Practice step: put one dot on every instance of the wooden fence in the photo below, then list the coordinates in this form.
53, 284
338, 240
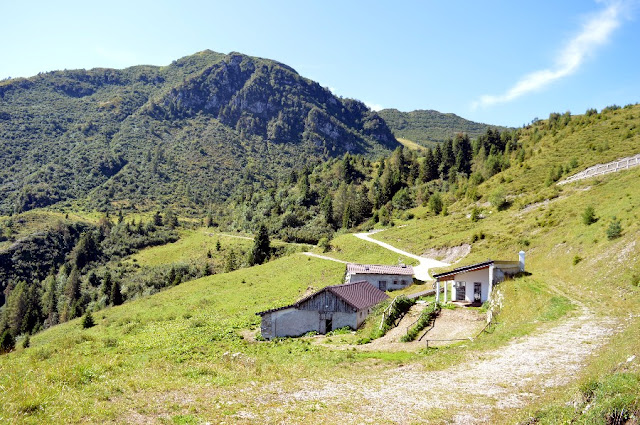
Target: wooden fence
600, 169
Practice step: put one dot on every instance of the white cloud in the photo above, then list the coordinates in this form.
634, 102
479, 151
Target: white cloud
595, 32
117, 58
374, 106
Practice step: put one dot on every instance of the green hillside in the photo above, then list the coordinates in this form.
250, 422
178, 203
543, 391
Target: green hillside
187, 355
428, 127
187, 135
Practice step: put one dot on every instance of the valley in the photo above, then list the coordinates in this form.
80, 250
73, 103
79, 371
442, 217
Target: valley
162, 241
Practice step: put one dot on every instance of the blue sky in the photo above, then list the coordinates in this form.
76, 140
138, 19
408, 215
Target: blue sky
499, 62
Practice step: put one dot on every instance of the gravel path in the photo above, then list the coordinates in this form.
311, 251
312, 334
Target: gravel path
324, 257
490, 383
421, 271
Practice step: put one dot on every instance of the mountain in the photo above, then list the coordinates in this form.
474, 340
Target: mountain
188, 134
565, 337
427, 127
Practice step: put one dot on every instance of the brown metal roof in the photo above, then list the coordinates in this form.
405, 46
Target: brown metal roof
483, 265
379, 269
358, 295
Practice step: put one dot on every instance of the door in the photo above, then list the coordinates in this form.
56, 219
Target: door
328, 325
477, 292
461, 290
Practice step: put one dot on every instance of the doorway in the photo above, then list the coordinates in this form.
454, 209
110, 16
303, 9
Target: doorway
477, 292
328, 325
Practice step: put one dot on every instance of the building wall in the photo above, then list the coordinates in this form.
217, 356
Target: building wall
470, 278
295, 322
374, 279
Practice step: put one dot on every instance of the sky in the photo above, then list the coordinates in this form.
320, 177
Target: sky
497, 62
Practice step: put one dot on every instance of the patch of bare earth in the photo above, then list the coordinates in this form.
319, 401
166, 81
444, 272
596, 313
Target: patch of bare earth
448, 254
498, 381
452, 325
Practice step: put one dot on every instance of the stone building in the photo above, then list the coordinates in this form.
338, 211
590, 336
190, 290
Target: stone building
330, 308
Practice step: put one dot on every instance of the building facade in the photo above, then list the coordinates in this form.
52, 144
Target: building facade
385, 278
474, 283
330, 308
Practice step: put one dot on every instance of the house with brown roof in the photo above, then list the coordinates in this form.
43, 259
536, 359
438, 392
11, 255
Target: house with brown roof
330, 308
474, 283
385, 278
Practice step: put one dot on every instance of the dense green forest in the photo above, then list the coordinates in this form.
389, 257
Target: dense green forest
72, 267
185, 135
428, 127
217, 140
353, 191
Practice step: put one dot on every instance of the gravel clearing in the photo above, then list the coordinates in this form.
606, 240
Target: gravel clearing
502, 379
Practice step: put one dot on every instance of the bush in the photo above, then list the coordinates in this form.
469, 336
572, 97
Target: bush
87, 321
7, 342
435, 203
426, 318
475, 214
614, 230
324, 244
589, 216
498, 199
401, 305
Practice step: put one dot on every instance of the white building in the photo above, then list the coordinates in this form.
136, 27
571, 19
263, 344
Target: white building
385, 278
330, 308
475, 282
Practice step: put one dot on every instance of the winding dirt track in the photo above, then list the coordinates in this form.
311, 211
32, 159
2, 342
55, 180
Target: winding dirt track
492, 383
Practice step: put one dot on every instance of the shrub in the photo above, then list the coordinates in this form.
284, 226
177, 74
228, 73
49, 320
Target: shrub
589, 216
426, 318
498, 199
87, 321
324, 244
7, 342
435, 203
400, 306
615, 229
475, 214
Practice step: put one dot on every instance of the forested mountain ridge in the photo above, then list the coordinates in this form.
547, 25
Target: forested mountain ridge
146, 134
427, 127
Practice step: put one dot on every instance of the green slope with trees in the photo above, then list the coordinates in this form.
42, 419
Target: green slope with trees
428, 127
187, 135
163, 356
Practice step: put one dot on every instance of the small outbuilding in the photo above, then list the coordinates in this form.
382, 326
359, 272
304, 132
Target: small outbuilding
474, 283
330, 308
385, 278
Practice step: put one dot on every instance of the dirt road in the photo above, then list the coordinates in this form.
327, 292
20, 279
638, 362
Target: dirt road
468, 393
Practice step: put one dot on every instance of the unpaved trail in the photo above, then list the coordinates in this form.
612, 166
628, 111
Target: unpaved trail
492, 382
420, 271
324, 257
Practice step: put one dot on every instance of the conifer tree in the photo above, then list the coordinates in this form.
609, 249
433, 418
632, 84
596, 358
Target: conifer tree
261, 247
116, 293
50, 301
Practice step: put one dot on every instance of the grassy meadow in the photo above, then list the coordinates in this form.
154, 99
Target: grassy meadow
188, 354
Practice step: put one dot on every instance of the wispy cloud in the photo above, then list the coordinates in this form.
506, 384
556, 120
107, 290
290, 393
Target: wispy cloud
117, 57
375, 106
596, 31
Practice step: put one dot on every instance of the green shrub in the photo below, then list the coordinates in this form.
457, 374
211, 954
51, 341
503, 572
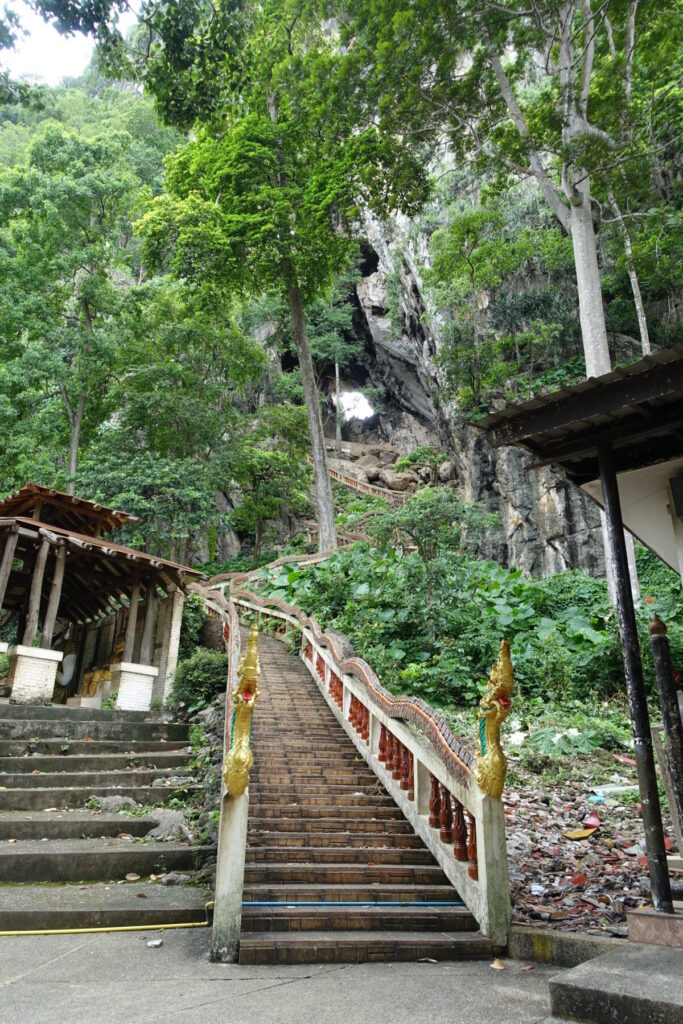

**Work to complete:** Switch each "Practice step" in the records above to "Labeling step" and write out all the lines again with nothing else changed. Leave the pictures out.

**Worked solution:**
Labeling step: put one dot on every instance of the wooden fence in the photo below, then list the coordinates in this form.
53, 284
338, 240
Target: wooden fence
600, 169
Labeling step: put one dot on every instance of the white cloud in the photo above, then list the coordinates in this form.
634, 102
479, 151
Target: white cloud
595, 32
117, 58
374, 106
Labeling step: put one dot on every instance of the green hillside in the photo above, then list the coordinates in this form.
250, 422
178, 203
543, 391
Target: green hillside
187, 355
428, 127
187, 135
Labeling step: put one dot on every instance of the valley in the photo above, then list the coordinates in this form.
80, 250
73, 103
79, 371
442, 217
Target: valley
162, 241
Labeling step: put one dot on every instance of the blue sky in the photo above, then list the coordinates in this form.
76, 140
138, 19
408, 215
Target: blue sky
499, 62
Labeling step: put one dot on every instance of the gravel path in the photo above, then list the coordinates in this form.
311, 251
312, 334
Target: gravel path
324, 257
490, 383
421, 271
Labeling step: put one dot on every instance of the mountain in the photo above, then list the coordinates in this form.
474, 340
Target: mountain
188, 134
565, 337
427, 127
Labeling step: put one dot on every instance of the brown metal roof in the photo above, then list the coordinates in this form.
405, 46
Target: brown metal roof
483, 265
379, 269
358, 295
Labeling step: put one dot on every instance of the door in the photo above, then list the coordinates in this form.
56, 219
Target: door
328, 325
477, 292
461, 290
Labeling step: put one dot on every instance of the doorway in the photo above, then list the coordinates in this form.
454, 209
110, 16
303, 9
Target: doorway
477, 292
328, 325
Labeling step: put one dot on every instance of the building wall in the photo above, then list the coordinates in this form.
217, 356
Target: building wall
470, 278
295, 322
374, 279
Labeling step: put one dot on every instance of the sky in the photo above, then list the coordinates in this form.
320, 177
Target: sky
497, 62
Labeling step: put one dot on every instance of the patch of bare earth in the photo above, then list the coordinates in this form.
319, 401
166, 81
444, 272
596, 313
Target: patch of bare earth
448, 254
498, 381
452, 325
Labeling step: put one dot on every instance of the stone building in the photo above, then list the coordinates in this form.
338, 211
590, 336
190, 290
Target: stone building
330, 308
Labeling step: put one dot on every instance of the building facade in the photo above, then list the coordinates in this form.
52, 144
Target: building facade
385, 278
474, 283
330, 308
Labeling step: put one dot on every instance of the house with brown roof in the photo above, then list the coordinates in this form.
43, 259
536, 359
438, 392
11, 255
Target: house with brown roof
330, 308
474, 283
385, 278
Labeling step: put one dot on every instance of the dense green forest in the photo above, then list the coordinates in this form.
389, 257
Target: dense green forest
72, 267
185, 135
428, 127
217, 140
353, 191
Labeling step: put one dot on every instance of the gravel clearing in the photo above, then list the coordinates in this form.
606, 240
Target: gravel clearing
502, 379
Labeling step: put one dot on every instance of the bush in the photo above, then list the coordinates in this form.
469, 336
572, 97
Target: bush
87, 321
7, 342
435, 203
426, 318
475, 214
614, 230
324, 244
589, 216
498, 199
401, 305
Labeling step: put one dot on every instance of the white building in the photo above, then list the coordinates in this form.
136, 27
571, 19
263, 344
Target: white building
385, 278
330, 308
475, 282
Labeling step: put one dot on every instance of the winding dirt track in the photo above, then list the coordinates in this form.
311, 211
32, 159
2, 342
55, 180
Target: winding dirt track
492, 383
Labeling step: put one dot on every instance of the shrub in the photo above, then list the coordinates in this form.
284, 226
177, 74
228, 73
49, 320
Target: shrub
589, 216
426, 318
498, 199
87, 321
324, 244
7, 342
435, 203
400, 306
615, 229
475, 214
Labeling step: put one dot on every instance of the forested mountain ridge in the photo above, then list the coordinates in this form.
547, 25
Target: forested mountain ridge
146, 134
427, 127
Labeling step: put one dot on every instance of the green slope with trees in the photo above, then list the coordinates in this form.
42, 419
Target: green slope with trees
428, 127
187, 135
163, 356
Labeling step: put one dot on every instance of the small outbuilding in the photo above, then list the coordinates in this form.
382, 326
359, 272
304, 132
Target: small outbuilding
474, 283
330, 308
385, 278
Labeling step: put one dot on every instance of the dirt road in the photo above, then list the coordinates in this form.
327, 292
20, 279
638, 362
Target: dirt road
468, 393
Labeling step: put one dot on every instance of the unpaved trail in the photo above, then list the coordinates in this form.
612, 166
628, 111
Target: unpaved trail
492, 382
420, 271
324, 257
Labeling step: put one dot on every instance of the conifer tree in the photo above, then list the coordinates in this form.
609, 249
433, 418
632, 84
596, 358
Target: conifer tree
261, 247
116, 293
50, 301
Labeling step: put one dot on every instance of the grassy meadow in the photo above, then list the coordinates in this form.
154, 99
Target: grassy meadow
188, 354
Labeling step: put one dot on every instance of the wispy cloud in the photo above, then list the coordinates in this form.
506, 384
556, 120
107, 290
290, 393
Target: wispy cloud
117, 57
375, 106
596, 31
Labeling step: put one dot on every instance of the green shrub in the photo below, then list the coordinates in this form.
457, 374
211, 954
51, 341
503, 572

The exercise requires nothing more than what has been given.